What the task asks:
Counting only the lines below that contain the word "item", what is the total? Give it with no other words.

Material to process:
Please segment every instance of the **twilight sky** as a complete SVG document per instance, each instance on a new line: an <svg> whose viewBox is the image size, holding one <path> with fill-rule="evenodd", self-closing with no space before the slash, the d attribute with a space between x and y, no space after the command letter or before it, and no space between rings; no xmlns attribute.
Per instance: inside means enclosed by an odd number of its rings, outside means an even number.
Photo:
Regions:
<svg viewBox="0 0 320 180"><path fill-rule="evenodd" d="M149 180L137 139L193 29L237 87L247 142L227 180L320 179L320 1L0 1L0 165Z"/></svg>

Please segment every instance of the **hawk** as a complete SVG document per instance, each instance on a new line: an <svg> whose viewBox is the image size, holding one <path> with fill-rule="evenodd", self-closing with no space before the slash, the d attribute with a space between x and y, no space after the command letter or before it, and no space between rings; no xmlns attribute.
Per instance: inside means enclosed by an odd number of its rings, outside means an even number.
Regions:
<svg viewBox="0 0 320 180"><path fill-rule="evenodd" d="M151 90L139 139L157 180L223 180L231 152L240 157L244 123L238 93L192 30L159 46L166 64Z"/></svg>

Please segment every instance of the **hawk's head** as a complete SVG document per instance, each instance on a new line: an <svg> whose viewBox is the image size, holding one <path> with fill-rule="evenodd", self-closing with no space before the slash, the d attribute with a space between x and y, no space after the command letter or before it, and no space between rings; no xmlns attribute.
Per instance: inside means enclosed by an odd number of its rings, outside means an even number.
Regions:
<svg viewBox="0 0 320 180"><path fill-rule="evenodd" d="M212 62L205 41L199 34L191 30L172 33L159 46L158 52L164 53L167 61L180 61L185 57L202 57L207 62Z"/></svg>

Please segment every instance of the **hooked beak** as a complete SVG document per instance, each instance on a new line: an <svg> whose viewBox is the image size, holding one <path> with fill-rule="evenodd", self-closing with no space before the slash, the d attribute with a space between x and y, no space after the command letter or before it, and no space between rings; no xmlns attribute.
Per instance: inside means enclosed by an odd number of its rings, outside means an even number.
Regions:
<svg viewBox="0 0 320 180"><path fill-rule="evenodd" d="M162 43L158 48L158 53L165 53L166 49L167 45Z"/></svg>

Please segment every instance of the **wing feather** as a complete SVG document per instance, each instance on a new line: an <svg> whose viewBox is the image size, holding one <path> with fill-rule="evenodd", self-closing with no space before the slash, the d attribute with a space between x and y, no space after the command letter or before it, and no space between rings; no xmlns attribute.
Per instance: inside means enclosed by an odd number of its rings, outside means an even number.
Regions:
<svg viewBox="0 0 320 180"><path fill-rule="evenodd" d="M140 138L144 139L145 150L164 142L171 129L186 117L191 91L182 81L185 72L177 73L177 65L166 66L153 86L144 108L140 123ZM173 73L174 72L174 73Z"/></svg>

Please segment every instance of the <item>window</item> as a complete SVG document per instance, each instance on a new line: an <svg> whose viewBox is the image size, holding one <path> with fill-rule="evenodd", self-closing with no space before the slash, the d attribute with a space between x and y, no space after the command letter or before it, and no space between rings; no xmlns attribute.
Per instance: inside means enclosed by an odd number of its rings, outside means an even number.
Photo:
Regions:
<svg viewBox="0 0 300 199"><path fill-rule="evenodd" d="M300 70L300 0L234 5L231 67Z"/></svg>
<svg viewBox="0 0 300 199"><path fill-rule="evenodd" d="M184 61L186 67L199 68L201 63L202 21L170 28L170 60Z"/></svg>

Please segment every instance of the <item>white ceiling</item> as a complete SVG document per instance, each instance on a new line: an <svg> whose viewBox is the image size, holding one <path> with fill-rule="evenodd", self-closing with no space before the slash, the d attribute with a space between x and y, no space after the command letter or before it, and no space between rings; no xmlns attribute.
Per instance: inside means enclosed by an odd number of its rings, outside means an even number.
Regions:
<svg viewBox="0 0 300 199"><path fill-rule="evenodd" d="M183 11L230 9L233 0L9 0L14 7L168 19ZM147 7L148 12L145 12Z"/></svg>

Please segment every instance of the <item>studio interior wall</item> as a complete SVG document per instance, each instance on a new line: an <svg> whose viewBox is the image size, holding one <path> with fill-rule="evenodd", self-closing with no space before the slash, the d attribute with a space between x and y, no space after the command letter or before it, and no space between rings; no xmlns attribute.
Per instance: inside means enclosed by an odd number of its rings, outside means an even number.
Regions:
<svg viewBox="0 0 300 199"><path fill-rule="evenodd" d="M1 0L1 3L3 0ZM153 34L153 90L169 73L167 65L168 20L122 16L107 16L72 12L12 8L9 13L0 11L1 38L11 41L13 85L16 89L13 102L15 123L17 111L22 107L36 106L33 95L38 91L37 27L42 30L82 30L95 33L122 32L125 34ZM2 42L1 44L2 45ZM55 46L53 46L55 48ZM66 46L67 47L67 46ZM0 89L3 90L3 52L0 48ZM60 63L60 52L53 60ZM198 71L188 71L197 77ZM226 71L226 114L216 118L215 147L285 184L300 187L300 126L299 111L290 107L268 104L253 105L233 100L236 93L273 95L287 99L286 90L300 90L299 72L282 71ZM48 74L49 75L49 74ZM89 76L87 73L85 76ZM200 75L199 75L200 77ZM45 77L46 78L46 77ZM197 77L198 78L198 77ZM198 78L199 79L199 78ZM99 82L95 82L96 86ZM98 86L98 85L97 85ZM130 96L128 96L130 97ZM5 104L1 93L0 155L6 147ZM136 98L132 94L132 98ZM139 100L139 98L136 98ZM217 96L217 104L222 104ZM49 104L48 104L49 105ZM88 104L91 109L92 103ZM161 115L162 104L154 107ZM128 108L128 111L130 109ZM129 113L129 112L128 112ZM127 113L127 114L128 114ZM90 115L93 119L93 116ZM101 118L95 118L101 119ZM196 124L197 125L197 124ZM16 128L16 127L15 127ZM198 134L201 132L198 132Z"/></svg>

Reply to the task:
3